====== SELECTED PASSAGE ======

He said he wanted full blown relationships with others, so polyamory, but that he would grit his teeth and be monogamous. The therapy isn't to change the desire but the compulsion. Like an alcoholic who gets treatment vs one who just doesn't drink.

 

People can have whatever relationship floats their boat, but it needs to be good for both of them

 

I'm not sure if you are agreeing with me or disagreeing with me but yes, I agree he has an unhealthy compulsion that he is not dealing with well and which is causing problems in real life. He needs some serious therapy fast to deal with these compulsions in a more healthy manner.

 

And they as a couple need therapy so they can work together so that she can establish and enforce her boundaries so he is running like a wild dog throughout the neighborhood and he isnt quietly going insane feeling like he is trapped in a torture dungeon of monogamy.

 

Where my perspective may differ from the rest of polite society is when it comes to nonmonogamy a little leeway and flexibility can go a long ways.

 

To use your alcoholic analogy, the conventional wisdom is to be considered sober, an alcoholic can never take another drink again untill he/she dies.

 

And I'm suggesting that for some people they can have a drink with a buddy at Friday evening Happy Hour and its enough to take the edge off enough that they don't lose control of themselves and drink till they are falling down drunk and then crash the car and kill someone.

======

* **REQUIRED WORK**: Return word for word the part of the discussion on monogamy and therapy that runs from "I'm not sure" up to and including "untill he/she dies.".

====== INPUT DATA ======

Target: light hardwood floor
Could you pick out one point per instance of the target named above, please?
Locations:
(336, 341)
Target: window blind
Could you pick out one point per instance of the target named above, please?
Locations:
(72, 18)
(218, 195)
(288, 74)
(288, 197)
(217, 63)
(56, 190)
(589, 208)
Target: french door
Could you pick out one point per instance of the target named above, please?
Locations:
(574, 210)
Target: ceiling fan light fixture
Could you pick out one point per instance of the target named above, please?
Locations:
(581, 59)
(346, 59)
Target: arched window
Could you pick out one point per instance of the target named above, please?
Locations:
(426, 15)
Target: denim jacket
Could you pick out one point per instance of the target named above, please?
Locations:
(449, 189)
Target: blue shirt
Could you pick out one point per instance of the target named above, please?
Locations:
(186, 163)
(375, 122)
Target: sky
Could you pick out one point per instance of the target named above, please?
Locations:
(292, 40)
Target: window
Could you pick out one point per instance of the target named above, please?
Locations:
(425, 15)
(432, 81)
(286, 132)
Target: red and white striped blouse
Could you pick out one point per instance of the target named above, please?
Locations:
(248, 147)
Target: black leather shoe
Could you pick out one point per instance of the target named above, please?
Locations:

======

* **RESPONSE TO THE EXERCISE**:
I'm not sure if you are agreeing with me or disagreeing with me but yes, I agree he has an unhealthy compulsion that he is not dealing with well and which is causing problems in real life. He needs some serious therapy fast to deal with these compulsions in a more healthy manner.

 

And they as a couple need therapy so they can work together so that she can establish and enforce her boundaries so he is running like a wild dog throughout the neighborhood and he isnt quietly going insane feeling like he is trapped in a torture dungeon of monogamy.

 

Where my perspective may differ from the rest of polite society is when it comes to nonmonogamy a little leeway and flexibility can go a long ways.

 

To use your alcoholic analogy, the conventional wisdom is to be considered sober, an alcoholic can never take another drink again untill he/she dies.